Pointing and labeling entries

:::::

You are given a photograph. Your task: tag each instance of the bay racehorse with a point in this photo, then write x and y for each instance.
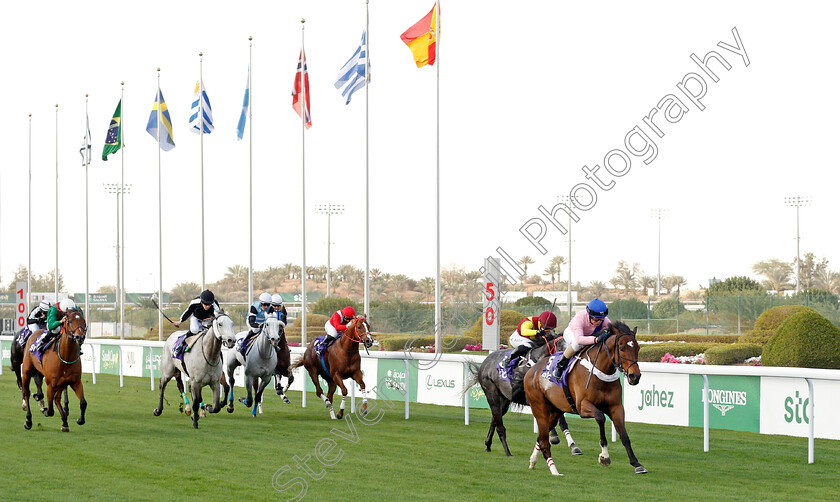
(340, 360)
(259, 362)
(16, 361)
(501, 390)
(202, 364)
(593, 378)
(61, 367)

:::::

**Your task**
Give every record again exactly, apart from the pictures, which stay out.

**Completed exercise**
You are given a photograph. Your task: tag each instance of the bay racehorse with a point in this photo, then write x and y for each instance.
(340, 360)
(259, 362)
(16, 361)
(501, 390)
(202, 364)
(593, 378)
(61, 367)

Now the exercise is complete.